READING TEXT:
◇ ◇ ◇ ◇ ◇ ◇ ◇

The awards dinner was not only a great showcase of talent, but also a wonderful representation of the profession. Attendees were interested in meeting new colleagues and there was an air of genuine interest in learning and sharing from others.
The first session of day 2 focussed on diversity and inclusion. With one of the challenges of the future being a multifaceted approach to legal services, this topic is an important issue for the profession to get right, as the benefits towards flexible and successful outcomes have been well documented.
The panel spoke of ‘ground up’ diversity programs, but also of the need to ensure service providers applied the same. Much of the discussion focussed on gender and ethnic diversity and many opinions were expressed. When a question was raised by one of the counsel from NDIS on what programs were in place for people living with a disability, the responses were brief and tended to not answer the question. An indication perhaps that whilst there have been wins, this is an area needing further discussion and consideration.
Unbalanced work/life balance
Lexvoco took to the stage next and attempted to answer the quandary of how to do more with less, but still keep your home life healthy. Their solution began with process mapping work within the team, allowing for better identification of bottle necks. They demonstrated how utilising a Six Sigma approach provides a data-driven process of improvement and how it can lead to saving up to 40% of the work normally carried out, leaving time for the good stuff.

◇ ◇ ◇ ◇ ◇ ◇ ◇

DATA EXCERPT:
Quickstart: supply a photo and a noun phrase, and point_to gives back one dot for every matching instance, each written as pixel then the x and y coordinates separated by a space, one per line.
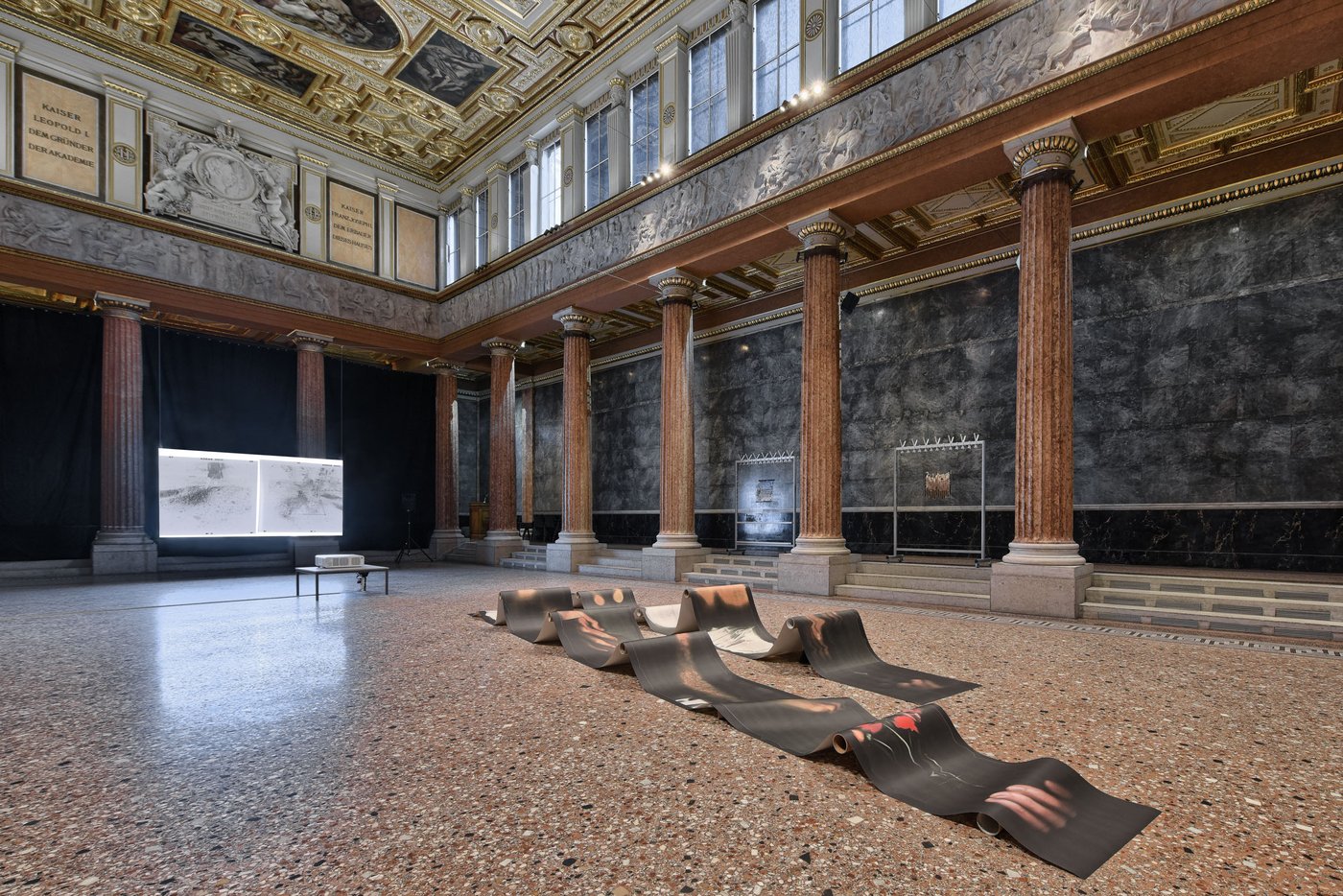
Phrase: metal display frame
pixel 736 490
pixel 950 443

◇ ◇ ◇ ◇ ◇ ◇ ◇

INSTRUCTIONS FOR THE TASK: Rewrite the stretch of the conference report from "Unbalanced work/life balance" through "the good stuff.", changing "process mapping" to "workflow mapping".

YOUR RESPONSE:
Unbalanced work/life balance
Lexvoco took to the stage next and attempted to answer the quandary of how to do more with less, but still keep your home life healthy. Their solution began with workflow mapping work within the team, allowing for better identification of bottle necks. They demonstrated how utilising a Six Sigma approach provides a data-driven process of improvement and how it can lead to saving up to 40% of the work normally carried out, leaving time for the good stuff.